Data items
************

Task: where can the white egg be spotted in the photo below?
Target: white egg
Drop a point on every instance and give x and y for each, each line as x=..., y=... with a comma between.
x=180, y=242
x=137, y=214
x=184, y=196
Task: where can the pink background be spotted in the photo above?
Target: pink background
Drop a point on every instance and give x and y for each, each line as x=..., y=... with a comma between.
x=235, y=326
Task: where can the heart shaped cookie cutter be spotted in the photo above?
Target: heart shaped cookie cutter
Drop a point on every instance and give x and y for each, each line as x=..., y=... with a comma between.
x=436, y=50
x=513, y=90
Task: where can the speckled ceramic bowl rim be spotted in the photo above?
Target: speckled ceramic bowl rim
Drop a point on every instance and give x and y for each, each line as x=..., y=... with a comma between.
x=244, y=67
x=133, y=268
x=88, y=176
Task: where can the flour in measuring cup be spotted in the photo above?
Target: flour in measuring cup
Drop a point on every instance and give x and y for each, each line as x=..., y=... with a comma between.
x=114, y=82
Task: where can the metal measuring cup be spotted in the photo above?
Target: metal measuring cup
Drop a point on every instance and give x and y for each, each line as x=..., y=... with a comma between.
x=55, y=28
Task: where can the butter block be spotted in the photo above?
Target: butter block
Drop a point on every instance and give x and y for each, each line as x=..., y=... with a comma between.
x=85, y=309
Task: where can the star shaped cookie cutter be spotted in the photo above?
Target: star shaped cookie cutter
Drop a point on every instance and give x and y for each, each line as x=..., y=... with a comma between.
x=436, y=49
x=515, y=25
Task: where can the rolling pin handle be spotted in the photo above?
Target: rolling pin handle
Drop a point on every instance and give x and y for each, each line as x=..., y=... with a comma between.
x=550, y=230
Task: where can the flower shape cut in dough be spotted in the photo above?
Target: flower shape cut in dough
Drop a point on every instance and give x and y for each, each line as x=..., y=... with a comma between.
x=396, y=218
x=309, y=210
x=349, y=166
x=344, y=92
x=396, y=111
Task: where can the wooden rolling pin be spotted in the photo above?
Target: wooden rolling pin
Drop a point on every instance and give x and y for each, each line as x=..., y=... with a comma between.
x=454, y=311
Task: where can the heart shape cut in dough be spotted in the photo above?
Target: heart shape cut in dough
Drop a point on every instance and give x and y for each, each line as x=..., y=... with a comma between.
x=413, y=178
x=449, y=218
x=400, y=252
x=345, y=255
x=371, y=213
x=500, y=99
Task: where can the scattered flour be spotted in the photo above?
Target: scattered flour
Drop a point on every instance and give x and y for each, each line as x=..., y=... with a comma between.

************

Given instruction: Reproduce word for word the part of the rows above that opens with the line containing "Task: where can the wooden" and runs through the end of the rows.

Answer to this exercise:
Task: where can the wooden rolling pin be spotted in the photo above?
Target: wooden rolling pin
Drop a point on every instance and give x and y for each, each line as x=..., y=... with a comma between.
x=454, y=311
Task: where can the heart shape cut in dough be spotted in the photo above?
Target: heart shape cut in dough
Drop a point on every instance and give x and y for each, each line as x=..., y=... with a comma between.
x=413, y=178
x=449, y=218
x=400, y=252
x=345, y=255
x=371, y=213
x=500, y=99
Task: where can the scattered flour be spotted in the photo above?
Target: scattered flour
Drop a point on every instance and give x and y for each, each line as x=..., y=... with a comma between.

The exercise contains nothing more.